** Document excerpt **
== == ==

The first substrate SUB can include glass, plastic, or a flexible polymer film. For example, the flexible polymer film can be made of any one of polyethylene terephthalate (PET), polycarbonate (PC), acrylonitrile-butadiene-styrene copolymer (ABS), polymethyl methacrylate (PMMA), polyethylene naphthalate (PEN), polyether sulfone (PES), cyclic olefin copolymer (COC), triacetylcellulose (TAC) film, polyvinyl alcohol (PVA) film, polyimide (PI) film, and polystyrene (PS), which is only an example and is not necessarily limited thereto.

Meanwhile, at least one of the data driving circuit 120 and the gate driving circuit 130 can be disposed in the display area DA of the display panel 110. For example, at least one of the data driving circuit 120 and the gate driving circuit 130 can be disposed so as not to overlap with the subpixels SP, or can be disposed so as to partially or completely overlap with the subpixels SP.

If a gate line GL selected by the gate driving circuit 130 is driven, the data driving circuit 120 can convert the image data Data received from the display controller 140 into an analog data voltage and supply the converted image data to a plurality of data lines DL.

The data driving circuit 120 can be connected to, but not limited to, one side (e.g., the upper side or the lower side) of the display panel 110. Depending on the driving method and the panel design method, the data driving circuit 120 can be connected to, but not limited to, both sides (e.g., the upper side and the lower side) of the display panel 110, or can be connected to two or more of the four sides (e.g., the upper side, the lower side, the left side, and the right side) of the display panel 110.

The data driving circuit 120 according to the embodiments of the present disclosure can reduce the data settling time through data overdriving compensation for the data voltage, thereby minimizing or reducing the luminance variation according to the position within the display area DA.

Hereinafter, for convenience of explanation, at least one subpixel to which the data voltage has been transferred at the previous timing through the control of the data driving circuit 120 and the gate driving circuit 130 is described as the (n−1)-th subpixel connected to the (n−1)-th gate line, and at least one subpixel to which the data voltage will be transferred at the current timing (i.e., the timing immediately following the previous timing) through the control of the data driving circuit 120 and the gate driving circuit 130 is described as the n-th subpixel connected to the n-th gate line. Here, n can be a positive number such as a positive integer.

For example, a distance between the data driving circuit 120 and the (n−1)-th subpixel can be shorter than a distance between the data driving circuit 120 and the n-th subpixel.

For example, the (n−1)-th subpixel can be a subpixel located closer to the data driving circuit 120 than the n-th subpixel.

The data driving circuit 120 can generate second digital data of the n-th subpixel, which has been performed the overdriving process from the first digital data of the n-th subpixel, based on the difference between the first digital data of the n-th subpixel and the second digital data of the (n−1)-th subpixel, and supply a data voltage based on the second digital data of the n-th subpixel.

For example, the data driving circuit 120 can be configured to generate second digital data of an n-th subpixel on which an overdriving processing has been performed from first digital data of the n-th subpixel, based on a difference between the first digital data of the n-th subpixel connected to an n-th gate line among the plurality of gate lines and second digital data of an (n−1)-th subpixel connected to an (n−1)-th gate line among the plurality of gate lines, and supply the data voltage based on the second digital data of the n-th subpixel.

== == ==

** Raw records **
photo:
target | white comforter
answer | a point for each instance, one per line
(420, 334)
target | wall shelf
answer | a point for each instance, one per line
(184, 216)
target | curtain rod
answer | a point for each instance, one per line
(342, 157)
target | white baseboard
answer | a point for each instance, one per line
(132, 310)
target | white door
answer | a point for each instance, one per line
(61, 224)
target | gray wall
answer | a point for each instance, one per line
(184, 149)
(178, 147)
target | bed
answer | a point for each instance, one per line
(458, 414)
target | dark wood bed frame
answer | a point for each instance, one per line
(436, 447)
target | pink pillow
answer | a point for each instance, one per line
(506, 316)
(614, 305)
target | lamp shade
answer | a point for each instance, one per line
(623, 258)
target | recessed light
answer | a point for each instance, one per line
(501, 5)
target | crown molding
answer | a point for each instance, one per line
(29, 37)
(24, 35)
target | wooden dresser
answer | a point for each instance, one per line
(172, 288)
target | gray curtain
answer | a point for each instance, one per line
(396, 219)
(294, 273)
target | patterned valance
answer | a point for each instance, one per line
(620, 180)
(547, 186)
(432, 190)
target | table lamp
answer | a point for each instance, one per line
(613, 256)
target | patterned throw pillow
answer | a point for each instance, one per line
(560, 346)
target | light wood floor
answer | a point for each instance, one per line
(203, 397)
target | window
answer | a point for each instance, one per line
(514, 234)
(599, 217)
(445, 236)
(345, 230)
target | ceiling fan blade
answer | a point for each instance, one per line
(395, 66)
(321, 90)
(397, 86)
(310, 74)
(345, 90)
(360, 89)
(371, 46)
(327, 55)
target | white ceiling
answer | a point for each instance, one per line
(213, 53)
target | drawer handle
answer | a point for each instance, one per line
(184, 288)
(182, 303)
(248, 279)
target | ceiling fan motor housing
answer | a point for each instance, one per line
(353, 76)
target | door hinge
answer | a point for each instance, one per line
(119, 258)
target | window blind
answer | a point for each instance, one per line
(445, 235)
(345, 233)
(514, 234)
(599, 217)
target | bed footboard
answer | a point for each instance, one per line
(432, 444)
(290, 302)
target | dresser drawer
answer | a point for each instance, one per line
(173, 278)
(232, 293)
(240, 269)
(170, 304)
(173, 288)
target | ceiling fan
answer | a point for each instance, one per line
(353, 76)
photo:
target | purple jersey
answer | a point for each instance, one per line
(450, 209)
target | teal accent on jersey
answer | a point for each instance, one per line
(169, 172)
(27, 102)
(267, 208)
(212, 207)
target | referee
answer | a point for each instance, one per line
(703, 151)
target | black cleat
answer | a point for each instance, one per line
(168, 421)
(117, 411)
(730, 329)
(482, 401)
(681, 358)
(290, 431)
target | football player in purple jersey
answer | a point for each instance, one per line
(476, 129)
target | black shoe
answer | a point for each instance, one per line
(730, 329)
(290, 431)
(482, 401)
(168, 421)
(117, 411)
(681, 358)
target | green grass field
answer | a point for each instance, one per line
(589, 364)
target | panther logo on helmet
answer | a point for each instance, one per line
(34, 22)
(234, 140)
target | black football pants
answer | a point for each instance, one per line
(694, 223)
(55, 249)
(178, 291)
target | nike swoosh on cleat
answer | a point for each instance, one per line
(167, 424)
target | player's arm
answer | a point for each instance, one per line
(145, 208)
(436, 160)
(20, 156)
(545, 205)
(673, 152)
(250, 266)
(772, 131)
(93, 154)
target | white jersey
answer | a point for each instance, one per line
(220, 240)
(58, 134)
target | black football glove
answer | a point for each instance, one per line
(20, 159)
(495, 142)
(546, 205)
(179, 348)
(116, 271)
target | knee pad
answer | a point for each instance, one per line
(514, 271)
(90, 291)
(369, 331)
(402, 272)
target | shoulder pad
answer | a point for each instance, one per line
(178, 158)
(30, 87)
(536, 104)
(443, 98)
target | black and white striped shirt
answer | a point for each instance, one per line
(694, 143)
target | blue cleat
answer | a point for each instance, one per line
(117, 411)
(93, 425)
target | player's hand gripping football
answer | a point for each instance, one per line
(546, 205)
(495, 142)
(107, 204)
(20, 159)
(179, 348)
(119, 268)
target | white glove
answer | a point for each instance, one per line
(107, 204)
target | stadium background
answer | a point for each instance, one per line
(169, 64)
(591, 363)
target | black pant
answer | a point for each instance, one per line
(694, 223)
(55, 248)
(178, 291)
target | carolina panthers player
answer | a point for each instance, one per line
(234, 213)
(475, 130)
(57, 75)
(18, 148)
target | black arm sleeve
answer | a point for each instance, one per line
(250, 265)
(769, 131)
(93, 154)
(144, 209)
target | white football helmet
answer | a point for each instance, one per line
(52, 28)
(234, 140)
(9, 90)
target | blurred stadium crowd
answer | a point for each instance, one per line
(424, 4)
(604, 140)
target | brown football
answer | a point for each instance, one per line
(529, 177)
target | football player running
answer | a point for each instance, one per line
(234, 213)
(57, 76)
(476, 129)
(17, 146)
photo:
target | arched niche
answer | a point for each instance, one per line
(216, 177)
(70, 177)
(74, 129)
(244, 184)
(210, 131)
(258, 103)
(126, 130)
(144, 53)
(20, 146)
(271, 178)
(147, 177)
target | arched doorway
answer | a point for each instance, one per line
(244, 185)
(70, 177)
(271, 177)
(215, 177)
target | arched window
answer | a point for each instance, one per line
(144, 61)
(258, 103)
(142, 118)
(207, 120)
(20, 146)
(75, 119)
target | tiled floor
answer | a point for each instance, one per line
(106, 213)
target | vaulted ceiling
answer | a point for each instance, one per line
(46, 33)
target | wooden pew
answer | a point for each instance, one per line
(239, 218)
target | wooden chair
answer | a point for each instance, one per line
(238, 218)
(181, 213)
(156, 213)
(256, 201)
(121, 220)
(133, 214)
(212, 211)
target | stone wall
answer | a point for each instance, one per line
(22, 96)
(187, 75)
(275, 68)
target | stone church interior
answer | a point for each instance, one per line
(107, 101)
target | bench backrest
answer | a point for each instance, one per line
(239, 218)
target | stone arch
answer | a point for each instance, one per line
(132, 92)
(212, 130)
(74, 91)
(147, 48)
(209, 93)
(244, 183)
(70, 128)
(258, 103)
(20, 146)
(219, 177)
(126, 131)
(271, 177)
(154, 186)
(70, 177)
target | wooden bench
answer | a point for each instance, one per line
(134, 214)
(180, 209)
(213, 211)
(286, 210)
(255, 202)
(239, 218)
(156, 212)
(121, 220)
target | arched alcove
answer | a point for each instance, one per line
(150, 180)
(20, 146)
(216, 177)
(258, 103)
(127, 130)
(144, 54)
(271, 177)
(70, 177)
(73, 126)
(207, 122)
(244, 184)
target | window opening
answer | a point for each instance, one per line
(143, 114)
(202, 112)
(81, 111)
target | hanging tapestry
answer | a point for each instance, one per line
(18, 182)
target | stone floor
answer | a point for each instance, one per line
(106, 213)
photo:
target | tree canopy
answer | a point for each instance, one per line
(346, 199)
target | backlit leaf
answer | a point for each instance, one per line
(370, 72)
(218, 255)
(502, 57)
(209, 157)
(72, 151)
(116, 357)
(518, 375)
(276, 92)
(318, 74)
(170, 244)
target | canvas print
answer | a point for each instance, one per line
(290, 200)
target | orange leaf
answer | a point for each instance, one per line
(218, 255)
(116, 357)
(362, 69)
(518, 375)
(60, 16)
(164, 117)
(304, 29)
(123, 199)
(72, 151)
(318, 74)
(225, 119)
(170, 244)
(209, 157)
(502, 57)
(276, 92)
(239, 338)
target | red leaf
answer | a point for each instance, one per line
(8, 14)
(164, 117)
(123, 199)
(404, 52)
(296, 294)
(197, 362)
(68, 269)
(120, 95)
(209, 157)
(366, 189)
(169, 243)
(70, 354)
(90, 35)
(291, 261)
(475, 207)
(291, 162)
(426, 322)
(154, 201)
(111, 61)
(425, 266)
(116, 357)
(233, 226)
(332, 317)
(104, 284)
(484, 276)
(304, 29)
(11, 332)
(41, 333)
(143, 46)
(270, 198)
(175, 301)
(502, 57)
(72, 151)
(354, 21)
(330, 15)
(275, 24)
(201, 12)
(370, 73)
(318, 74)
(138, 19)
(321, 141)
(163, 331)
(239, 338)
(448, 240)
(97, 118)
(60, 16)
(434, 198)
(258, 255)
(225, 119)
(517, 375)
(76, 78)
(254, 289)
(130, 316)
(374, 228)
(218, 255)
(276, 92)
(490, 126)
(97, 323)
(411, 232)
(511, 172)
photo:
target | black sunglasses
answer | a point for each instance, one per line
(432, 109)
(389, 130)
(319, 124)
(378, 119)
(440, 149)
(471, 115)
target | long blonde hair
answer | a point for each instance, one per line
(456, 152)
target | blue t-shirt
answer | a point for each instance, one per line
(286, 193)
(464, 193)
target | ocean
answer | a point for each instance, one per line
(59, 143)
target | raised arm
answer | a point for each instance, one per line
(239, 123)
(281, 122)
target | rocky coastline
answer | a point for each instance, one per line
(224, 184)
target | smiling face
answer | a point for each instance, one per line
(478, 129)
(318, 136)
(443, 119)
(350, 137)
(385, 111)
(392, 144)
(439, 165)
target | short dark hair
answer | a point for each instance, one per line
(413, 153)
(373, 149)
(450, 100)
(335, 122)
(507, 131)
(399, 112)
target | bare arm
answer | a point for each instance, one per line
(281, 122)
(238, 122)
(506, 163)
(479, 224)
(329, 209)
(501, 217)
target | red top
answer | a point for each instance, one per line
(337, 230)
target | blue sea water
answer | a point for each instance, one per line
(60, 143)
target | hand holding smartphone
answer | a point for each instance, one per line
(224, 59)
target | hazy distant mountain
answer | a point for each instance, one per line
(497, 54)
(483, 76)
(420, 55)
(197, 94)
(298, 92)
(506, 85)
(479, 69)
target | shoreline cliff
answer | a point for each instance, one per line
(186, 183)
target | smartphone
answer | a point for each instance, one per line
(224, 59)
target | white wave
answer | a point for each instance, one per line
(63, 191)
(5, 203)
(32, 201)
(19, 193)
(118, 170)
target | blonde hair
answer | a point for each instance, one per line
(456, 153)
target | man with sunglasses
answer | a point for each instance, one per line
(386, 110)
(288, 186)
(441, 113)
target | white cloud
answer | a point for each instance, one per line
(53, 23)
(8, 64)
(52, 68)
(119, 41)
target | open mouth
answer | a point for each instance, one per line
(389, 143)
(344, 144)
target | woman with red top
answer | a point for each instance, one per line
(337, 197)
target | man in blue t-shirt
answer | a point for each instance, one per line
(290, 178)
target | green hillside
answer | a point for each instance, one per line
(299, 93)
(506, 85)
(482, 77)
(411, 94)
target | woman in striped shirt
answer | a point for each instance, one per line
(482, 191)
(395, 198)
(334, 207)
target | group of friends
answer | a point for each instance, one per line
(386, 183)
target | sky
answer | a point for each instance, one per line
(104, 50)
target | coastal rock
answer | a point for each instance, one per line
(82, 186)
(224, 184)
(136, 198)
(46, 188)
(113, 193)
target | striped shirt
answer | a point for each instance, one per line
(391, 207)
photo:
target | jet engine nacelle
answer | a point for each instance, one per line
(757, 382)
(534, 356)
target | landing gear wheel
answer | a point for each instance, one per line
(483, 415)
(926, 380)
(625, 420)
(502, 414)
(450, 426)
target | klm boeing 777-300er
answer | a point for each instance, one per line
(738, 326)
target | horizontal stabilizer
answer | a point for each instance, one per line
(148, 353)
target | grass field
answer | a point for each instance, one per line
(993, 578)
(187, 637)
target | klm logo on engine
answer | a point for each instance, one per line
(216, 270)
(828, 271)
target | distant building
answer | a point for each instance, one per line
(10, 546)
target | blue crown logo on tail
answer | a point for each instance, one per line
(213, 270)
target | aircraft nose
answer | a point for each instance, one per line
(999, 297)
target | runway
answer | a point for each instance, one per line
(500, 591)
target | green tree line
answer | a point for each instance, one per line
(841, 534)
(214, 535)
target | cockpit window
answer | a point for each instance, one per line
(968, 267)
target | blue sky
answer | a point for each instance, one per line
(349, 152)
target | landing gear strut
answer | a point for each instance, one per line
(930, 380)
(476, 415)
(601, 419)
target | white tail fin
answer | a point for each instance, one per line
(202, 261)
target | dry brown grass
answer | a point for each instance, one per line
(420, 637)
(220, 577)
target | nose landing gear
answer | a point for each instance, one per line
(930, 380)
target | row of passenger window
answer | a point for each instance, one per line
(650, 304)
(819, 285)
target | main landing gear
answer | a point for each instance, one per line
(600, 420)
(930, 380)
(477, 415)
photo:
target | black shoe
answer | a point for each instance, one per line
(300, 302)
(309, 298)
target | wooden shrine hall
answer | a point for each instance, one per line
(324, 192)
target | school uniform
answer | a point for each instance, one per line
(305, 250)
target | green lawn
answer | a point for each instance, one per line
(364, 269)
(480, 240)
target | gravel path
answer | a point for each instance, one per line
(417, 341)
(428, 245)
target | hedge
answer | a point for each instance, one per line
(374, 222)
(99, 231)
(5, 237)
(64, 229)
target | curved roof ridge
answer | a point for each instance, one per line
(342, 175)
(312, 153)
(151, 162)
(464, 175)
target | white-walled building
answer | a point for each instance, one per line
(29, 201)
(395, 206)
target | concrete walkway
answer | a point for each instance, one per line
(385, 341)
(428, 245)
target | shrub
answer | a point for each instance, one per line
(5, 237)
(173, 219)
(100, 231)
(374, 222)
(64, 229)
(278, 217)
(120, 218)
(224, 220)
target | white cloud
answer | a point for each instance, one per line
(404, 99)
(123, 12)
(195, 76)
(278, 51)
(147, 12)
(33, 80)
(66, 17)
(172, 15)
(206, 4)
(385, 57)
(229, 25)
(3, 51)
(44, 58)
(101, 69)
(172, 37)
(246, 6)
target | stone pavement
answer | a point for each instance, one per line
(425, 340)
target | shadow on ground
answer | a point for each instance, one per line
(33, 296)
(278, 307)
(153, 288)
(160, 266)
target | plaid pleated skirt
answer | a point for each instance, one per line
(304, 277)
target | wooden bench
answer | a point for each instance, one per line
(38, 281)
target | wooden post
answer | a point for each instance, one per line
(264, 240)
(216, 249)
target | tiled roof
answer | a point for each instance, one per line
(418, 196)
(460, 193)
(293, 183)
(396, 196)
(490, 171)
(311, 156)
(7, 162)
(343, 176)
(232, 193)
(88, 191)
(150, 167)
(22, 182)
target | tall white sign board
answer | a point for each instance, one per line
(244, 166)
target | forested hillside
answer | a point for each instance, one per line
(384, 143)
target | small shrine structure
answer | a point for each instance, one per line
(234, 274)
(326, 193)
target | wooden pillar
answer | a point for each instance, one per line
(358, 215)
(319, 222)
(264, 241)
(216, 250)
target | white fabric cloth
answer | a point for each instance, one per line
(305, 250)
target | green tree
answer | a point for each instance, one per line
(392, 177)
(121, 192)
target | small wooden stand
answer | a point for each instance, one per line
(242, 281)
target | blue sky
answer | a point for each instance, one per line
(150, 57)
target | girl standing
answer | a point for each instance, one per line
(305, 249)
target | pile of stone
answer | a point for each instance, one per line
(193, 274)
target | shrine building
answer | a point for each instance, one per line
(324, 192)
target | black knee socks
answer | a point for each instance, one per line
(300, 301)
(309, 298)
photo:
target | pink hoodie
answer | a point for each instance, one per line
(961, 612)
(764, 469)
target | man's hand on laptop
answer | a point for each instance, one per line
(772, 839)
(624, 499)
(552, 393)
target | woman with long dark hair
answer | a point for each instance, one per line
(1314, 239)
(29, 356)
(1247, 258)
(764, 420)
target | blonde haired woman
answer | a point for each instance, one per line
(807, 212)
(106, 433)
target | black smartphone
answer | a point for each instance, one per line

== == ==

Transcribe the part of the display panel text from "The first substrate" up to and including "necessarily limited thereto.".

The first substrate SUB can include glass, plastic, or a flexible polymer film. For example, the flexible polymer film can be made of any one of polyethylene terephthalate (PET), polycarbonate (PC), acrylonitrile-butadiene-styrene copolymer (ABS), polymethyl methacrylate (PMMA), polyethylene naphthalate (PEN), polyether sulfone (PES), cyclic olefin copolymer (COC), triacetylcellulose (TAC) film, polyvinyl alcohol (PVA) film, polyimide (PI) film, and polystyrene (PS), which is only an example and is not necessarily limited thereto.